Do this: Keep only the lines of the records below that contain the string "pine", and copy each of them out in its original order.

--- start of Data provided ---

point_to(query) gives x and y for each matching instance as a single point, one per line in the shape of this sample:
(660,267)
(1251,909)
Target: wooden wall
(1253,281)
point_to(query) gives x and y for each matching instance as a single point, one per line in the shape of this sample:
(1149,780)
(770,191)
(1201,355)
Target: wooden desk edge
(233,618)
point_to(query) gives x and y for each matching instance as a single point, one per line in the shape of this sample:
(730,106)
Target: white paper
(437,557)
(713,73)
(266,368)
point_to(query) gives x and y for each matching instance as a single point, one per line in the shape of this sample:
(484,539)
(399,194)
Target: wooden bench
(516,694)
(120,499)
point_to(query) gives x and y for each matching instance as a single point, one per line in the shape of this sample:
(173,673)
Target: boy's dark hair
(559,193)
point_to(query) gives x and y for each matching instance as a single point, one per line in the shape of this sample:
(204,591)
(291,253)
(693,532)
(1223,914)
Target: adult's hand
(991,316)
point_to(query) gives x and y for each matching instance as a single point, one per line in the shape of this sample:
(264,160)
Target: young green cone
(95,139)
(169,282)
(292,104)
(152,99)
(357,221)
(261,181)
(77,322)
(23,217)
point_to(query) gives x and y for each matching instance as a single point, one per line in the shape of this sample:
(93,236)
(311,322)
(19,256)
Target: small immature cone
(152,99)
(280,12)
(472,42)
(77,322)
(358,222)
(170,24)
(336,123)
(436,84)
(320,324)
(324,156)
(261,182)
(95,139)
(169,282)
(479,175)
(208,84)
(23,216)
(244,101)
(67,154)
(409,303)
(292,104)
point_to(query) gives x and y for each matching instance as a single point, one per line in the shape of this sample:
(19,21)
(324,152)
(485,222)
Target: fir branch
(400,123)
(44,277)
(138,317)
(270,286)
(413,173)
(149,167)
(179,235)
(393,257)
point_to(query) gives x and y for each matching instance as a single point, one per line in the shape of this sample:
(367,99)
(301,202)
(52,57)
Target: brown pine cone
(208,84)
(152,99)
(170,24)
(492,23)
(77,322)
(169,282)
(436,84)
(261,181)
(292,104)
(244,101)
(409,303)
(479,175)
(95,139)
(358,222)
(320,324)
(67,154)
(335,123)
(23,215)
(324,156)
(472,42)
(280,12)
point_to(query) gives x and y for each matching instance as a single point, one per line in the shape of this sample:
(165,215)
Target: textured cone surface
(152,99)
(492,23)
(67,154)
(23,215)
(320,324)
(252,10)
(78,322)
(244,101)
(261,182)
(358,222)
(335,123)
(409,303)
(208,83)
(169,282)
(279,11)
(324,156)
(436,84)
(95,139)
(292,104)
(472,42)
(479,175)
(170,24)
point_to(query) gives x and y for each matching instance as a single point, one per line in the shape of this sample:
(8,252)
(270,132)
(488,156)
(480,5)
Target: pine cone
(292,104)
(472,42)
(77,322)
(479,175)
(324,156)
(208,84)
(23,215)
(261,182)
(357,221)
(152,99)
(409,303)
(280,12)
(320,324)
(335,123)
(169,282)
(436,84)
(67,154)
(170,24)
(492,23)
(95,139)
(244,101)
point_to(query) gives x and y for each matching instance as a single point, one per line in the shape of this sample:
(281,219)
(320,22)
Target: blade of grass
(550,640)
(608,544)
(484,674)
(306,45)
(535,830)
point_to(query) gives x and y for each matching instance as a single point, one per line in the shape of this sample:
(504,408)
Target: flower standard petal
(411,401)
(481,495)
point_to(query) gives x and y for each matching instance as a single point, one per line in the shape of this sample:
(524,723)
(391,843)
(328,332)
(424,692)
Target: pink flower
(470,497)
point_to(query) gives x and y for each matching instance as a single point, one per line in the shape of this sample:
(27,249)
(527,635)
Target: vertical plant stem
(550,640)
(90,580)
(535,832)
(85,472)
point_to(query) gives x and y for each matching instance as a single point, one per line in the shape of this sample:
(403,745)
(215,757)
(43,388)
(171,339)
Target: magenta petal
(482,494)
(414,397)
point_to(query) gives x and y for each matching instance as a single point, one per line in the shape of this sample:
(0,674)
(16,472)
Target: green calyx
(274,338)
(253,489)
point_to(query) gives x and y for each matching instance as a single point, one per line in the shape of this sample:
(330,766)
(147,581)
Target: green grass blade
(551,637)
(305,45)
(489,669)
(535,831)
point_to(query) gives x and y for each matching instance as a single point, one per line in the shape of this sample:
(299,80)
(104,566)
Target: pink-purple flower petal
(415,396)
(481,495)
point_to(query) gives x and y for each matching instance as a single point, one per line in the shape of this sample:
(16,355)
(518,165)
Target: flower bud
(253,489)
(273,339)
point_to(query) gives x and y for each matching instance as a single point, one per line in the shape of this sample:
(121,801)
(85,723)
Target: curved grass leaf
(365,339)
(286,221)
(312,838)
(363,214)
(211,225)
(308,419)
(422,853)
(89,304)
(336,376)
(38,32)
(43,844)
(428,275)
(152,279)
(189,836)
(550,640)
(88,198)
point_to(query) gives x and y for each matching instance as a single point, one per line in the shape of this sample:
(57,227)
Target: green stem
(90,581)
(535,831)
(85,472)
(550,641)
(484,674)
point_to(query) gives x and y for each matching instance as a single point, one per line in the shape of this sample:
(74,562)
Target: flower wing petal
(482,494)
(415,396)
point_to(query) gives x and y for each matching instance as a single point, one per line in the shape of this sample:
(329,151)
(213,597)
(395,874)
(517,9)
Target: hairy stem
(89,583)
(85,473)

--- end of Data provided ---

Final result:
Target: brown pine cone
Target: pine cone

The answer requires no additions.